─── Texto em estudo
Antes de prosseguir, destaco que não desejo abordar quaisquer aspectos empresariais sobre a Nike e seus negócios, marcas e equipe. Apenas convocar aos que leem este artigo para uma reflexão: desde quando? E mais, por que é ruim querer ser o melhor? Ao redor do mundo e especialmente no Brasil, almejar o topo, a vitória, o lucro é muito comum ser considerado algo ruim. Dizem que os que desejam são arrogantes ou egoístas, não empáticos e agressivos, entre tantos outros adjetivos com cunho negativo. Prefere-se enaltecer as lágrimas da derrota e acolher o derrotado a enaltecer a confiança daqueles que manifestam que a conquista da vitória é seu único objetivo; sempre. Ganhando ou perdendo.
──────
─── Registros fornecidos
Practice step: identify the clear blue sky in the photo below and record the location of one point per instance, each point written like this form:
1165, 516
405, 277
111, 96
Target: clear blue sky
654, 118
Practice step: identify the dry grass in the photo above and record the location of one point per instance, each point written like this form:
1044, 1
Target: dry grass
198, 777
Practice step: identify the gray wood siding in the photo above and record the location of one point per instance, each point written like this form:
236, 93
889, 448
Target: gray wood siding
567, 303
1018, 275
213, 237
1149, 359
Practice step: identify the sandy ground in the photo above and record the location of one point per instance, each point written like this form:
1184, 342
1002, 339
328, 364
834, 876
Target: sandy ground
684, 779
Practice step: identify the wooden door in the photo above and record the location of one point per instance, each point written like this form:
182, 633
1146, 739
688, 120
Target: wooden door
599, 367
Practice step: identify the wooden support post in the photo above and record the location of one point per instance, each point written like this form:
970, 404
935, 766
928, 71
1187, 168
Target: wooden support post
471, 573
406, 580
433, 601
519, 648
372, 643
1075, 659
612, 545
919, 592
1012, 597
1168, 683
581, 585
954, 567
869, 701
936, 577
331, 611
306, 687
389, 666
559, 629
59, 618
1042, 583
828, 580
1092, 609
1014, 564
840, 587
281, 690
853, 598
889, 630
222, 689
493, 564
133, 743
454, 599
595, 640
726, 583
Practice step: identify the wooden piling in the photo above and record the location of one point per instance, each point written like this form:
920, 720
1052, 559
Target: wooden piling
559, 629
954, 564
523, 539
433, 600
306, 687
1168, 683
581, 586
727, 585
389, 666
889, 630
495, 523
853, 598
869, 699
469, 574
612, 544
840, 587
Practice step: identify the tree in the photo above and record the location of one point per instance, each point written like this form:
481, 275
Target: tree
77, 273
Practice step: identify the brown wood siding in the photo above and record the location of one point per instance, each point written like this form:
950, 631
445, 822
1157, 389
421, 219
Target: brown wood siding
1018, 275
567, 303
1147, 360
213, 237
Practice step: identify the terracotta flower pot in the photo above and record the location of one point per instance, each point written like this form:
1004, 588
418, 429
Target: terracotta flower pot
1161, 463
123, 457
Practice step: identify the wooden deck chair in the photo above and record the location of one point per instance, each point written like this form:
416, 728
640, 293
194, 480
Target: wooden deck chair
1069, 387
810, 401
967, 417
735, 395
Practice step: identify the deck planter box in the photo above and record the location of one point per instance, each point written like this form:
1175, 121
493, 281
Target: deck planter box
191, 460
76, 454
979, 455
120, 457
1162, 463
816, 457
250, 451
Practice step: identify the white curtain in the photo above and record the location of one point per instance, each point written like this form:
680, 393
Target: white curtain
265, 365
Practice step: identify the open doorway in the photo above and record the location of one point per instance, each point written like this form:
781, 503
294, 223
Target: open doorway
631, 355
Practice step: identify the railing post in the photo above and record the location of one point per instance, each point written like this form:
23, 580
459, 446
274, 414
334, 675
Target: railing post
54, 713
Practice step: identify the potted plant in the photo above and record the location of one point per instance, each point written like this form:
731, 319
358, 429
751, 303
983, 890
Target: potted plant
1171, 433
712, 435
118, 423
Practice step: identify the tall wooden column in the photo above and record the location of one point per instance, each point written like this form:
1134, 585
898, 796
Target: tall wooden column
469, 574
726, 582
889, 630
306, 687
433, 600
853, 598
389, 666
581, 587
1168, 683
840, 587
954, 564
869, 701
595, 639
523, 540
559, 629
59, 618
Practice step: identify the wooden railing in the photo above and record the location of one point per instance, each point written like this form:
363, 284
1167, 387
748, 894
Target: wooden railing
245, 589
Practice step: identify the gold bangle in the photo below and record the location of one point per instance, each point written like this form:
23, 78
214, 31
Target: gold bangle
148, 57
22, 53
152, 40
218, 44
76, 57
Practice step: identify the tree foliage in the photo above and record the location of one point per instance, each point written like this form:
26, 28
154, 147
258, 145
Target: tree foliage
──────
• **O que produzir**
Indique se cada afirmação concorda com o texto em estudo, respondendo sim ou não e citando literalmente as palavras do texto que decidem a questão: (a) O texto se propõe a discutir aspectos empresariais da Nike. (b) Segundo o texto, no Brasil é comum considerar ruim almejar o topo. (c) O texto afirma que se prefere enaltecer a confiança de quem busca a vitória a acolher o derrotado. Por favor, baseie-se apenas no texto em estudo.

• **Resposta**
(a) Não: "não desejo abordar quaisquer aspectos empresariais sobre a Nike e seus negócios, marcas e equipe"
(b) Sim: "especialmente no Brasil, almejar o topo, a vitória, o lucro é muito comum ser considerado algo ruim"
(c) Não: "Prefere-se enaltecer as lágrimas da derrota e acolher o derrotado a enaltecer a confiança daqueles que manifestam que a conquista da vitória é seu único objetivo"